Passage given:
We expect the accuracy of the 3CH method to decrease as the magnitude of the random errors increases, because the small correlation of errors in finite datasets results in increasing error covariance terms as the magnitude of errors increase. We find that for a modest increase in the magnitude of the random errors for one of the datasets—e.g., from the Control (*A* = 1; Fig. 3) to errors doubled (*A* = 2; top panels of Fig. 7)—the 3CH estimates are nearly as accurate for all datasets. However, in line with earlier studies (e.g., Griggs et al. 2014, 2015), when the errors of one dataset are one or more orders of magnitude larger than the others, the estimated error profiles become noticeably noisier (bottom panels of Fig. 7). As sample size increases, the spurious error correlations decrease and the 3CH estimates become more accurate (not shown). These experiments indicate that modest (e.g., factors of 2 to 3) differences in magnitude of random errors do not significantly affect the 3CH results with finite sampling.

### d. Effect of biases among the datasets

To confirm that biases among the datasets do not affect the 3CH error variance estimates, we carried out several experiments in which mean biases *β* of up to 20% were added to various combinations of the datasets. We obtained exactly the same error variance estimates for all combinations of biases we studied.

We then looked at the effect of various combinations of biases among the datasets if the bias terms *b* in Eqs. (3) were neglected in the error variance estimates (as in Anthes and Rieckh 2018). According to Eqs. (3), omission of a bias term *b* will result in an error of order *b*^{2}. With biases among two of the datasets, there may be partial cancellation of the bias terms. The results from not accounting for a 1% bias added to dataset *Z* for refractivity are shown in Fig. 8. Omission of the bias terms does not affect the error variance estimates for *X* and *Y* because the bias terms cancel in Eqs. (3a) and (3b). The bias terms for *Z* in Eq. (3c) equal −*b*^{2} and their omission results in an overestimate of the error variance by *b*^{2} (an overestimate of the error standard deviation by *b*).

Written task a: Render the records below as a JSON list of strings, one string per line, omitting any blank lines and leaving the pictures out.

Stored data:
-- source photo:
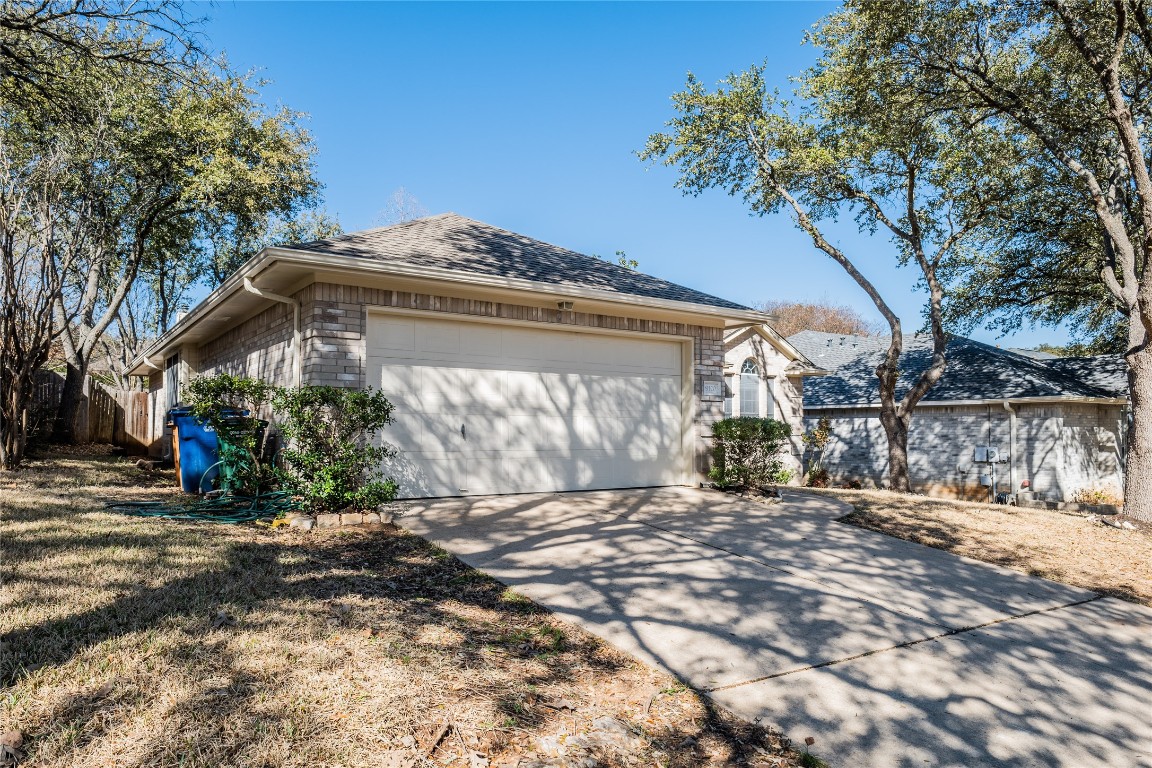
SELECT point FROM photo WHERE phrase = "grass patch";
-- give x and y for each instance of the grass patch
(136, 641)
(1060, 546)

Written task b: Transcribe the passage on the 3CH method from "We then looked" to "deviation by *b*).".

Full response a:
[
  "-- source photo:",
  "SELECT point FROM photo WHERE phrase = \"grass patch\";",
  "-- give x and y for each instance of the grass patch",
  "(136, 641)",
  "(1060, 546)"
]

Full response b:
We then looked at the effect of various combinations of biases among the datasets if the bias terms *b* in Eqs. (3) were neglected in the error variance estimates (as in Anthes and Rieckh 2018). According to Eqs. (3), omission of a bias term *b* will result in an error of order *b*^{2}. With biases among two of the datasets, there may be partial cancellation of the bias terms. The results from not accounting for a 1% bias added to dataset *Z* for refractivity are shown in Fig. 8. Omission of the bias terms does not affect the error variance estimates for *X* and *Y* because the bias terms cancel in Eqs. (3a) and (3b). The bias terms for *Z* in Eq. (3c) equal −*b*^{2} and their omission results in an overestimate of the error variance by *b*^{2} (an overestimate of the error standard deviation by *b*).